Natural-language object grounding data
-----

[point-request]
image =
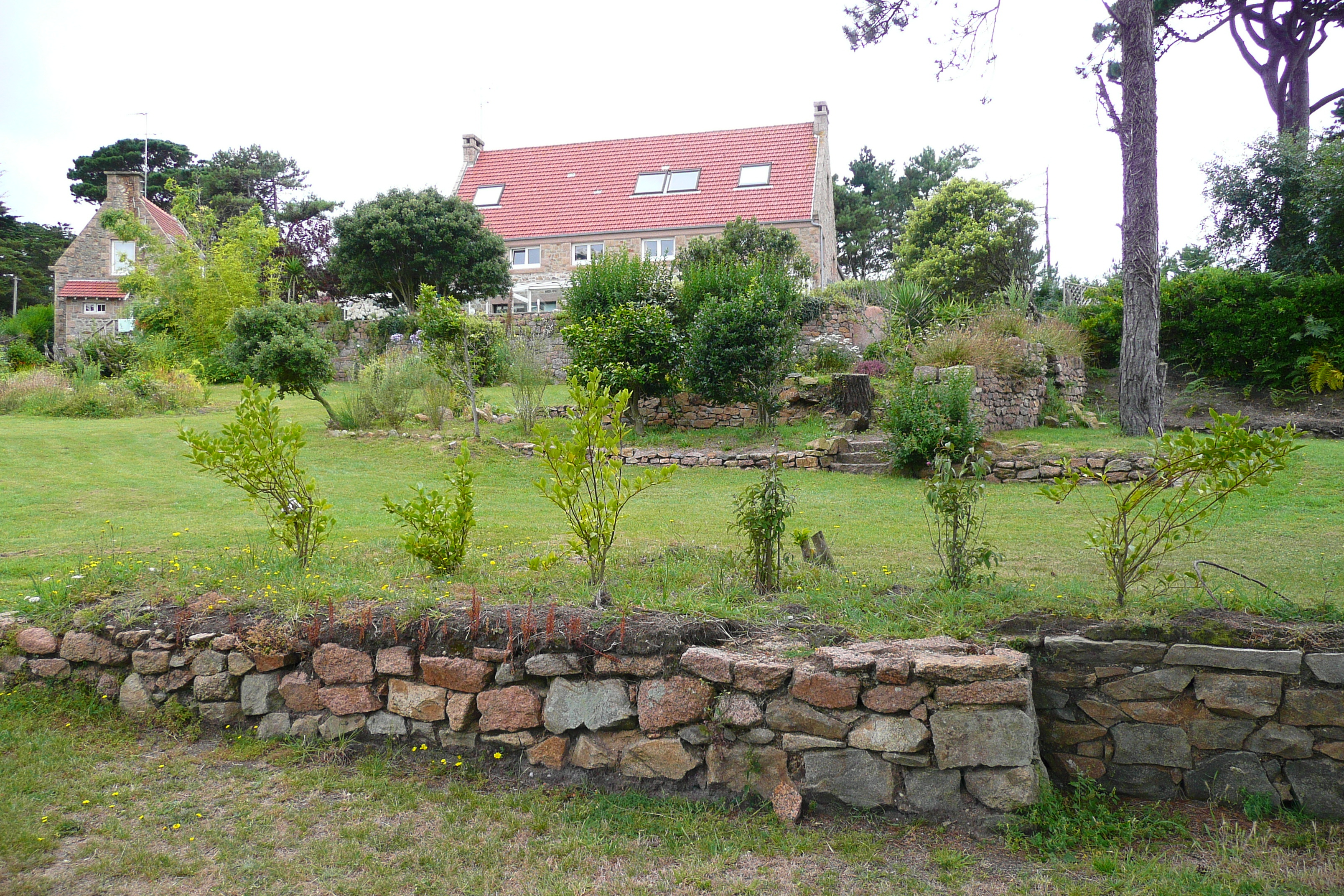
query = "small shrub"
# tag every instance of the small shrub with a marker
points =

-----

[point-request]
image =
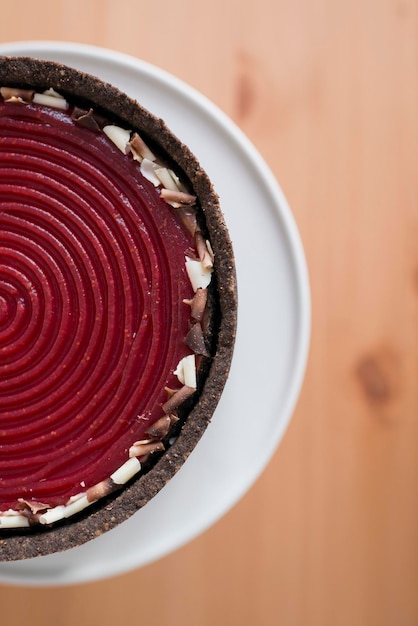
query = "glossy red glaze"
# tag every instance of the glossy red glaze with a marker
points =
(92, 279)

-----

[PROBLEM REQUIREMENTS]
Determine how many lines of the records contain the word "small". Reply with the number by itself.

[SOLUTION]
2